GIVEN TASK -
Please revise the entries from the first line up to and including the line with "165 122 L 165", replacing "vertices" with "corner points" and leaving everything else unchanged. Return only those lines.

INFORMATION PROVIDED -

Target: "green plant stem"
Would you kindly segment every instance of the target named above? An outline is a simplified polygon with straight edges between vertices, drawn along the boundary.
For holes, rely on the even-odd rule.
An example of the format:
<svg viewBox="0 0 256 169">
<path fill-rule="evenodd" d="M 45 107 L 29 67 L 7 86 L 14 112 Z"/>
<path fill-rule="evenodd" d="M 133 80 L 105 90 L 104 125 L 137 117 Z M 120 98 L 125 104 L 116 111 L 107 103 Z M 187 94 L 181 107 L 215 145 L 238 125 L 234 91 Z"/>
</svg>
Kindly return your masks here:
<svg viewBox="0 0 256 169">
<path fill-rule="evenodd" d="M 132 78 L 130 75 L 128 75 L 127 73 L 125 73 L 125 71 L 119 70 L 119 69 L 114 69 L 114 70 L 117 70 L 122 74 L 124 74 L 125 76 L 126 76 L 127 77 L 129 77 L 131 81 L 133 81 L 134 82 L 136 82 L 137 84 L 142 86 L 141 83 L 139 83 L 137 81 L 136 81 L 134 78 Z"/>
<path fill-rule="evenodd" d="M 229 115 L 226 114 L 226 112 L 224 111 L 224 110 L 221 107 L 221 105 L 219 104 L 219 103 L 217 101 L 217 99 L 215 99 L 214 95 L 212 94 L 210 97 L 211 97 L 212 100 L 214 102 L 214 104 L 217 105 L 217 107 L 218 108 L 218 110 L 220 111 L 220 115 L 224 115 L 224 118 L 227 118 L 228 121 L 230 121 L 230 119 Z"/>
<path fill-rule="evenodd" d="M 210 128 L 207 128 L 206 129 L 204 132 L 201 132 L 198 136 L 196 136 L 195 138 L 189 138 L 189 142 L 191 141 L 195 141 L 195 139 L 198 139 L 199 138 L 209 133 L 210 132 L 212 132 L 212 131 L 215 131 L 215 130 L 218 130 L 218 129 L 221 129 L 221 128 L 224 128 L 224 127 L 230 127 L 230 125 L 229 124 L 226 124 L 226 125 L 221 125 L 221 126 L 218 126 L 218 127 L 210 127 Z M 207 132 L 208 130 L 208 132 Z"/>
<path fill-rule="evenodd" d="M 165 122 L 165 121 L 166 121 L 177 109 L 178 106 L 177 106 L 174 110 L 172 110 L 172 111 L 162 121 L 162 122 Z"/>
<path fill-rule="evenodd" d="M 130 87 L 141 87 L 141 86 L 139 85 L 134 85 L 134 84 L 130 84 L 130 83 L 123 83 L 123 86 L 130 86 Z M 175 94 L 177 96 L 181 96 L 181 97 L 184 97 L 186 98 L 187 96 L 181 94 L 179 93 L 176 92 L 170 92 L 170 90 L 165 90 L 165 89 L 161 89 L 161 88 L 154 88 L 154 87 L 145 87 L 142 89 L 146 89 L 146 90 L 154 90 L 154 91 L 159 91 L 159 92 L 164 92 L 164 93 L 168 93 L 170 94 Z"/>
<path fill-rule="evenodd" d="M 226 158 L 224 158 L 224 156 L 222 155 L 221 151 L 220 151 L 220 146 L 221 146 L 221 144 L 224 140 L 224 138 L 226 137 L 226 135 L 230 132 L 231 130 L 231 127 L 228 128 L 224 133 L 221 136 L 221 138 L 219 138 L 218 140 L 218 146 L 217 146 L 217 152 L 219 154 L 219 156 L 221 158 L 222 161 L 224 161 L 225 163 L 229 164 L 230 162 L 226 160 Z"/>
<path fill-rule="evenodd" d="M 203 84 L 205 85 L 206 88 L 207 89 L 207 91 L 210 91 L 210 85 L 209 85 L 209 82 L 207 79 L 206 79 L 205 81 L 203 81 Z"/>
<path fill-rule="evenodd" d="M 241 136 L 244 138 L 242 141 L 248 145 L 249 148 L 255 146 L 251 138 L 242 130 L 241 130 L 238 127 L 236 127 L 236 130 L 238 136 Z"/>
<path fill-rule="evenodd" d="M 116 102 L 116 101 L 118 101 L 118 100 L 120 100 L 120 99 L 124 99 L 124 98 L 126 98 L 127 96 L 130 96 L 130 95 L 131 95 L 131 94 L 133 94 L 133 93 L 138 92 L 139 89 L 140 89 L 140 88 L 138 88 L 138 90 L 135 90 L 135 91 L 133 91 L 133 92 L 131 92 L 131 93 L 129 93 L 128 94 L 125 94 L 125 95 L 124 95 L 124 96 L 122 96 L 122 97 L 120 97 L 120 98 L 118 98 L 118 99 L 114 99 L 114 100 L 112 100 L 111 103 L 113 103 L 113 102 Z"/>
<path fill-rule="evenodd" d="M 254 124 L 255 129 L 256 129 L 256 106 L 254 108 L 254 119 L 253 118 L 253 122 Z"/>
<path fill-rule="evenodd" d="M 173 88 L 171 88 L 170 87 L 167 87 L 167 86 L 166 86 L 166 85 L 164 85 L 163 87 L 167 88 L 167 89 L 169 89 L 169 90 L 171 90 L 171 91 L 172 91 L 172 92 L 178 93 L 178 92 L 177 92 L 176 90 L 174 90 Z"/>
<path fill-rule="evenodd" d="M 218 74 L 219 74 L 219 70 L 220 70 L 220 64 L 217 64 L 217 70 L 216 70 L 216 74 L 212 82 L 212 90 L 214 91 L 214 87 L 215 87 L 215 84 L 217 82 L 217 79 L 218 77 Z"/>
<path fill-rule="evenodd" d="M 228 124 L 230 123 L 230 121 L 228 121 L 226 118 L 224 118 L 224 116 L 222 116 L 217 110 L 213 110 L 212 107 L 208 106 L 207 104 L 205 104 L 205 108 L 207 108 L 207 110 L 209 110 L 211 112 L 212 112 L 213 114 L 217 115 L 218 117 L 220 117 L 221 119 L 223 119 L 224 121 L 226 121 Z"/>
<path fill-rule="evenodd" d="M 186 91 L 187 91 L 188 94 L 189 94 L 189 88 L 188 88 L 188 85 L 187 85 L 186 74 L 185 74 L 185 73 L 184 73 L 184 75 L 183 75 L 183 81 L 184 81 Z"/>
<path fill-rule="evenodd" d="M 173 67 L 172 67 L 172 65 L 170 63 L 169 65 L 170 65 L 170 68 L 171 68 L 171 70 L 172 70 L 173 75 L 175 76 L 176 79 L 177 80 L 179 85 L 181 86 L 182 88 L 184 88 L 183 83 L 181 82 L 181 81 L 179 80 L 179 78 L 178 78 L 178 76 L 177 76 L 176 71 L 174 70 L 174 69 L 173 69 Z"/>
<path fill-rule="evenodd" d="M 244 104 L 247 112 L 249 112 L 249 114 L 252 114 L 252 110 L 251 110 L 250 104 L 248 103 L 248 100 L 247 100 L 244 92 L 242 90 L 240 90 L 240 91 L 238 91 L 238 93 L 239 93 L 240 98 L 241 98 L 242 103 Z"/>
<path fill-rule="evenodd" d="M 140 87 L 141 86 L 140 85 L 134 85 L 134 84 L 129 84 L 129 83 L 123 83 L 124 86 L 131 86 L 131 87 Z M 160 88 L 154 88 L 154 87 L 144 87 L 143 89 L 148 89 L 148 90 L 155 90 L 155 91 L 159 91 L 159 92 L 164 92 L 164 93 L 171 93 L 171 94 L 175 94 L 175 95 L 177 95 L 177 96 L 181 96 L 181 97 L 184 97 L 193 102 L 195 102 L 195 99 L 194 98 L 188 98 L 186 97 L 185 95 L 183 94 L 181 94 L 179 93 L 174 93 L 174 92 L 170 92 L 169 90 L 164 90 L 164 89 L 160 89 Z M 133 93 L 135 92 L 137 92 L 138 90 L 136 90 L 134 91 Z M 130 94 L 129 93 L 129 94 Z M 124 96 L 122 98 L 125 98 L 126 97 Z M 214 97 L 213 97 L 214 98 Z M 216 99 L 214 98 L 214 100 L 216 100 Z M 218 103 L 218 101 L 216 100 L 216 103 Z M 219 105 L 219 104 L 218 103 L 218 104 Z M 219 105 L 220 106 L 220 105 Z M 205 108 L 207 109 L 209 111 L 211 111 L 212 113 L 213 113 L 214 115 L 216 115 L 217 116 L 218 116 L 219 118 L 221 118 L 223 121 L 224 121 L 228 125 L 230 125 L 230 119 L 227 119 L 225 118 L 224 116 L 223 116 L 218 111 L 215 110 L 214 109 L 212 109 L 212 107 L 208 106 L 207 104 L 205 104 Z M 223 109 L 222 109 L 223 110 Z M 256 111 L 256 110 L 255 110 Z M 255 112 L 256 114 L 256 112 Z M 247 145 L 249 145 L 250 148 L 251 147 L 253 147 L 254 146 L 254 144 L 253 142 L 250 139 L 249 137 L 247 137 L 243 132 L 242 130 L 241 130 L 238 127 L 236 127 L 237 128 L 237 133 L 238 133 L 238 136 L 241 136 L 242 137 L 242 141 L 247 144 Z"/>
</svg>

ANSWER IN FULL -
Target: "green plant stem"
Would you kindly segment every instance of the target named above? An outline is a simplified polygon with straight edges between corner points, drawn along the boundary.
For holes, rely on the even-odd rule.
An example of the format:
<svg viewBox="0 0 256 169">
<path fill-rule="evenodd" d="M 45 107 L 29 67 L 7 86 L 14 112 Z"/>
<path fill-rule="evenodd" d="M 133 80 L 105 90 L 104 125 L 137 117 Z M 120 98 L 125 104 L 116 111 L 107 103 Z M 187 94 L 181 107 L 215 145 L 238 125 L 234 91 Z"/>
</svg>
Kindly return your masks here:
<svg viewBox="0 0 256 169">
<path fill-rule="evenodd" d="M 132 78 L 130 75 L 128 75 L 127 73 L 125 73 L 125 71 L 119 70 L 119 69 L 114 69 L 114 70 L 117 70 L 122 74 L 124 74 L 125 76 L 126 76 L 127 77 L 129 77 L 131 81 L 133 81 L 134 82 L 136 82 L 137 84 L 142 86 L 141 83 L 139 83 L 137 81 L 136 81 L 134 78 Z"/>
<path fill-rule="evenodd" d="M 229 115 L 226 114 L 226 112 L 224 111 L 224 110 L 221 107 L 221 105 L 219 104 L 219 103 L 217 101 L 217 99 L 215 99 L 214 95 L 212 94 L 210 97 L 211 97 L 212 100 L 214 102 L 214 104 L 217 105 L 217 107 L 218 108 L 218 110 L 220 111 L 220 115 L 224 115 L 224 118 L 227 118 L 228 121 L 230 121 L 230 119 Z"/>
<path fill-rule="evenodd" d="M 210 128 L 207 128 L 206 129 L 204 132 L 201 132 L 198 136 L 196 136 L 195 138 L 189 138 L 189 142 L 191 141 L 195 141 L 195 139 L 198 139 L 199 138 L 209 133 L 210 132 L 212 132 L 212 131 L 215 131 L 215 130 L 218 130 L 218 129 L 221 129 L 221 128 L 224 128 L 224 127 L 230 127 L 230 125 L 229 124 L 226 124 L 226 125 L 221 125 L 221 126 L 218 126 L 218 127 L 210 127 Z M 207 132 L 208 130 L 208 132 Z"/>
<path fill-rule="evenodd" d="M 165 122 L 165 121 L 166 121 L 177 109 L 178 106 L 177 106 L 174 110 L 172 110 L 172 111 L 162 121 L 162 122 Z"/>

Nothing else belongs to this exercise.